## TEXT PROVIDED
* Start *

(12 years, 4 months ago)
Lords ChamberMy Lords, first, let us be clear that these amendments have very little to do with the Bill before us today. They are all about the Opposition’s misguided attempts to slow down what we need to do to deal with the consequences of the LIBOR scandal. We need rapidly to restore public confidence in the financial services industry, which the Government are pressing on with. We do not need to kick these very serious matters into the long grass, as the Opposition now propose. It is time for Parliament, as well as the Government, to take clear leadership on these matters. The events of recent days have highlighted that the culture of banking is badly broken. The Government are in the process of fixing the system, but we need to change the mindset of the profession and those working in it. This is about restoring banking to what it should be about: to be the most, and not the least, trusted profession.
The basic facts of the attempted LIBOR manipulation are clear. There have already been published reports from three regulators in the UK and the US. We do not need a judicial inquiry to tell us what the facts are. A judicial inquiry would be principally aimed at establishing the facts; it would likely take years to complete, might not be able to start until after prosecutions had been completed and would cost the taxpayer millions of pounds.
Now we need three things. First, we need the rapid prosecution of individuals who may have broken the criminal law. This is what the SFO and the Crown Office in Scotland are looking to do. Secondly, we need to look at how LIBOR cannot be fixed again, which is the subject of Martin Wheatley’s review. Thirdly, we need to look into the ethical and professional standards of the financial services industry and we need to do so urgently to ensure that the banking industry is serving the needs of the wider UK economy and the continued global competitiveness of London and the UK.

* End *

## RAW DATA
* Start *

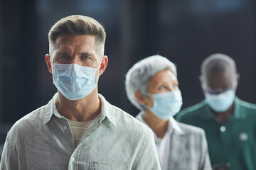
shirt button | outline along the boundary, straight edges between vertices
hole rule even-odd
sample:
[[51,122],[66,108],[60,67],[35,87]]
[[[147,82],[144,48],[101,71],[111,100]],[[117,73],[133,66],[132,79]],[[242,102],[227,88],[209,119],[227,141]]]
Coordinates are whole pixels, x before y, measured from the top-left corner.
[[221,126],[220,128],[220,132],[224,132],[225,131],[225,126]]

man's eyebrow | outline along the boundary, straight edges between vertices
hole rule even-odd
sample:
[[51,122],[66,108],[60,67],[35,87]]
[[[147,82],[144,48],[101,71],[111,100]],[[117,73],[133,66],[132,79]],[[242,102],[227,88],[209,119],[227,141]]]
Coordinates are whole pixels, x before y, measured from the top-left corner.
[[56,52],[55,55],[68,55],[69,53],[67,52]]
[[90,54],[89,52],[80,52],[80,53],[79,53],[79,55],[87,55],[87,56],[93,57],[92,55],[91,55],[91,54]]

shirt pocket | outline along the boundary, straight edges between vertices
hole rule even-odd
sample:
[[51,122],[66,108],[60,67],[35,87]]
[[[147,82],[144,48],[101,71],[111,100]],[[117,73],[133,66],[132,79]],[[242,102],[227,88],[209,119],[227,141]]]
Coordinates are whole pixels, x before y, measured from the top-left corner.
[[90,170],[127,170],[128,169],[128,166],[115,164],[110,163],[103,163],[97,162],[89,162],[89,169]]

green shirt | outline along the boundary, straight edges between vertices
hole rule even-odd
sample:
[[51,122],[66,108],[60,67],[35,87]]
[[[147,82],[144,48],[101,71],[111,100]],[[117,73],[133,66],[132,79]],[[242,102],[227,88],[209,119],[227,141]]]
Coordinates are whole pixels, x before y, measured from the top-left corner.
[[224,125],[203,101],[176,119],[204,129],[212,164],[230,162],[232,170],[256,169],[256,105],[235,99],[234,115]]

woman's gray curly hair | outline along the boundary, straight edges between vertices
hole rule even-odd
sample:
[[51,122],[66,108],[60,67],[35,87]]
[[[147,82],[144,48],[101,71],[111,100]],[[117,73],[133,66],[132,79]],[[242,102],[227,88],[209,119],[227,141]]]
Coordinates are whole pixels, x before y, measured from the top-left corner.
[[129,100],[140,110],[144,106],[135,97],[135,92],[147,94],[150,78],[159,71],[170,70],[176,77],[177,71],[175,64],[161,55],[152,55],[136,63],[127,72],[125,79],[125,89]]

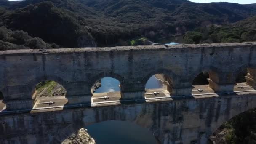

* End *

## PROBLEMS AND TASKS
(1) Please copy the part of the LIBOR speech that starts with "Now we need" and goes on through "and the UK.".
(2) In one to three sentences, explain why the LIBOR speech rejects a judicial inquiry.
(3) List the three things the LIBOR speech says are now needed.

## FULL SOLUTIONS
(1)
Now we need three things. First, we need the rapid prosecution of individuals who may have broken the criminal law. This is what the SFO and the Crown Office in Scotland are looking to do. Secondly, we need to look at how LIBOR cannot be fixed again, which is the subject of Martin Wheatley’s review. Thirdly, we need to look into the ethical and professional standards of the financial services industry and we need to do so urgently to ensure that the banking industry is serving the needs of the wider UK economy and the continued global competitiveness of London and the UK.

(2) The speech says the basic facts of the attempted LIBOR manipulation are already clear from published reports by three regulators in the UK and the US. A judicial inquiry would mainly aim to establish those facts. It would likely take years, might not be able to start until prosecutions had been completed, and would cost the taxpayer millions of pounds.

(3)
- The rapid prosecution of individuals who may have broken the criminal law
- A look at how LIBOR cannot be fixed again
- An urgent look into the ethical and professional standards of the financial services industry